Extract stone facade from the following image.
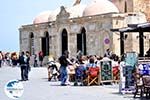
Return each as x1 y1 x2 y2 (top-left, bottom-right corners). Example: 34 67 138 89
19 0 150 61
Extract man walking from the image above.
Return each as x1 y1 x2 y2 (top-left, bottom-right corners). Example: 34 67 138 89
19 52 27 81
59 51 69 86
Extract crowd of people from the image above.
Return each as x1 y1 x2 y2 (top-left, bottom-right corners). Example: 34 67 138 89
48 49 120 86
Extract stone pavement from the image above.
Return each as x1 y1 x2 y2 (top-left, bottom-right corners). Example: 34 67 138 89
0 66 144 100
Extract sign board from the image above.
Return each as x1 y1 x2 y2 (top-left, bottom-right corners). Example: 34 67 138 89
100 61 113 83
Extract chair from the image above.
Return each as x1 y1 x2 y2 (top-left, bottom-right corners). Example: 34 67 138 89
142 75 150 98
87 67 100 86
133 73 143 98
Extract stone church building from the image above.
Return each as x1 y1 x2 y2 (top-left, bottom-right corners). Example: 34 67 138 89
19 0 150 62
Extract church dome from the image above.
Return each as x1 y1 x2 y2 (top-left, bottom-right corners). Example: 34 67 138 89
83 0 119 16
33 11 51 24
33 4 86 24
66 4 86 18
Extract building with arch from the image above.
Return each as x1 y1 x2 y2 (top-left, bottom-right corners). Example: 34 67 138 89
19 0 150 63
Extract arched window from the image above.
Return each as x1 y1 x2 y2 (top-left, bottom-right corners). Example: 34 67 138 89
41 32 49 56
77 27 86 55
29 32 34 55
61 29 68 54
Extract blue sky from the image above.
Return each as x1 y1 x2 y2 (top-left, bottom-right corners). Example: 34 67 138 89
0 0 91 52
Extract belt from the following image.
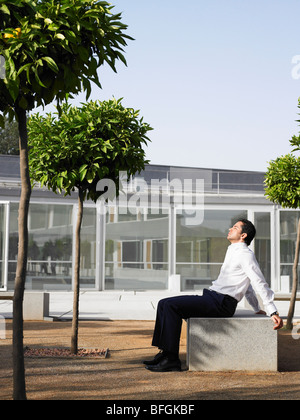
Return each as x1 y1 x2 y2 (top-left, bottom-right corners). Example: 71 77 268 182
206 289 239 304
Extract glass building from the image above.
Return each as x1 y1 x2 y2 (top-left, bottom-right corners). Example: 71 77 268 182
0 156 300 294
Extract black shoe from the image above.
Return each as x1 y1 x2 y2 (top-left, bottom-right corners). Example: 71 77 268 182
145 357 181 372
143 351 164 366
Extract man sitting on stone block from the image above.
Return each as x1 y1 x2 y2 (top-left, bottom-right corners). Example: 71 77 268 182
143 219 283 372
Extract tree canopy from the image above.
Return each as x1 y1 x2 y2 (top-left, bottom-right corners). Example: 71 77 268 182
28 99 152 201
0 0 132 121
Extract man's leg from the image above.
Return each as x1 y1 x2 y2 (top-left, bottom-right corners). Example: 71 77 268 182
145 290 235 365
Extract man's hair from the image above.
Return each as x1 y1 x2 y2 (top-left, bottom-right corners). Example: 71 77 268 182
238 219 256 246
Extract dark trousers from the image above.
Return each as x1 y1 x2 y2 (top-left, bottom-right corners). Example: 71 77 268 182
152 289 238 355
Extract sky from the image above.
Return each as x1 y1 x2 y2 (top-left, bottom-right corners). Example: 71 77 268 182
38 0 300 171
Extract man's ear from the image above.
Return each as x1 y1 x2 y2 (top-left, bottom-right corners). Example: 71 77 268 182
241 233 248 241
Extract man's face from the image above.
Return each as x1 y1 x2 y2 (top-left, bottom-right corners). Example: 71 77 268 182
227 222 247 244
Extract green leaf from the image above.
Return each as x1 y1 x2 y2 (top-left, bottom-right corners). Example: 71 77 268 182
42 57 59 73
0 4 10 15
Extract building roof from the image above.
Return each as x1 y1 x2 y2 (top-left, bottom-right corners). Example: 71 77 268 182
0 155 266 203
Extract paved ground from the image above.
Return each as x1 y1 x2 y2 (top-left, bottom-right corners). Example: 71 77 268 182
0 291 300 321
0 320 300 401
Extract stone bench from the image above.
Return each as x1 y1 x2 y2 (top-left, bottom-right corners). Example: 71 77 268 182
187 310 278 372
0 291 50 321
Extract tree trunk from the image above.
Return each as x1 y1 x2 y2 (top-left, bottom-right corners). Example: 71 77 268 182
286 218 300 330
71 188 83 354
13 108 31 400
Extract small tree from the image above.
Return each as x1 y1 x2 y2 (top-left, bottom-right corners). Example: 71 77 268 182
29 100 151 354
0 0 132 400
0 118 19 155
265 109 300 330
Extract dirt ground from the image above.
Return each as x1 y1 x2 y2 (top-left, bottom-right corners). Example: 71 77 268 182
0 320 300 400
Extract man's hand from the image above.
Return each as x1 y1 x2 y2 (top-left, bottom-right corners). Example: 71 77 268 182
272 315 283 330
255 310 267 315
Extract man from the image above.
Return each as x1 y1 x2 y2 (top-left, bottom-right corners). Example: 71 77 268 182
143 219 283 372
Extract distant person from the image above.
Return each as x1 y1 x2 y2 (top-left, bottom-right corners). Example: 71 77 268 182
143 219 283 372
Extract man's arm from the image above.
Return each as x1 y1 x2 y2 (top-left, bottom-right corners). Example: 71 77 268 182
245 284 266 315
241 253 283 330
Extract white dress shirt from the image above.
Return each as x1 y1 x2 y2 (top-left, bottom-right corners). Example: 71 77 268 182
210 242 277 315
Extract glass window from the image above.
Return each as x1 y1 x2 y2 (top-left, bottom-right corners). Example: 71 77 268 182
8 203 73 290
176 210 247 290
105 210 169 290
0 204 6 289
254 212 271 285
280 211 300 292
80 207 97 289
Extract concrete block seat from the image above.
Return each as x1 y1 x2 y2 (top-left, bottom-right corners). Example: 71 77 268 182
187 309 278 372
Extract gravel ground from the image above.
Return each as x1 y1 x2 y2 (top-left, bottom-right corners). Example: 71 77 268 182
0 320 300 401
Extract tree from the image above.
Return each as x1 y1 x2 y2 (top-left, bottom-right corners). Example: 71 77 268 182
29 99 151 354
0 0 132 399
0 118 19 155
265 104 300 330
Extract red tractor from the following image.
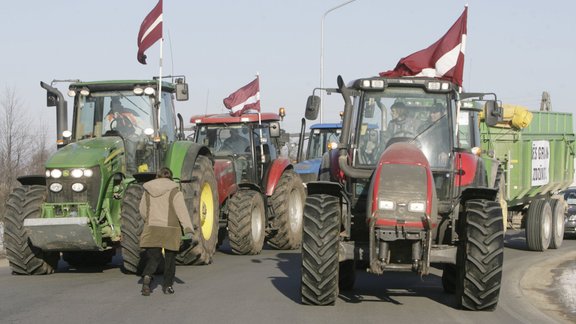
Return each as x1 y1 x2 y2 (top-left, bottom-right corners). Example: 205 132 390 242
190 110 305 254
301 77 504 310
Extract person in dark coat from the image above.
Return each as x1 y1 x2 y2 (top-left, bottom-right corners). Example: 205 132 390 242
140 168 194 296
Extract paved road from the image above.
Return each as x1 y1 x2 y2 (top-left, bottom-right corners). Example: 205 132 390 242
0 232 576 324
· · · · ·
→ **Your objective**
Starting with the line that contains "Extract crowd of people from the image above." and going on through the line that contains "0 66 144 100", write out every line of the data again. Multiply each answer coordinate by 0.95 and round it to a whole number, with halves rounded up, and leave all other lines, including their sample numbers, unchanged.

→ **The answer**
Extract crowd of people from the image above.
Return each as x1 y1 x2 y2 (top-left, bottom-right corners). Example: 34 67 138 89
46 47 114 82
Extract stone pavement from the image above.
Return each as x1 y1 x2 y2 (top-left, bottom-right corners). Example: 34 67 138 89
0 63 137 95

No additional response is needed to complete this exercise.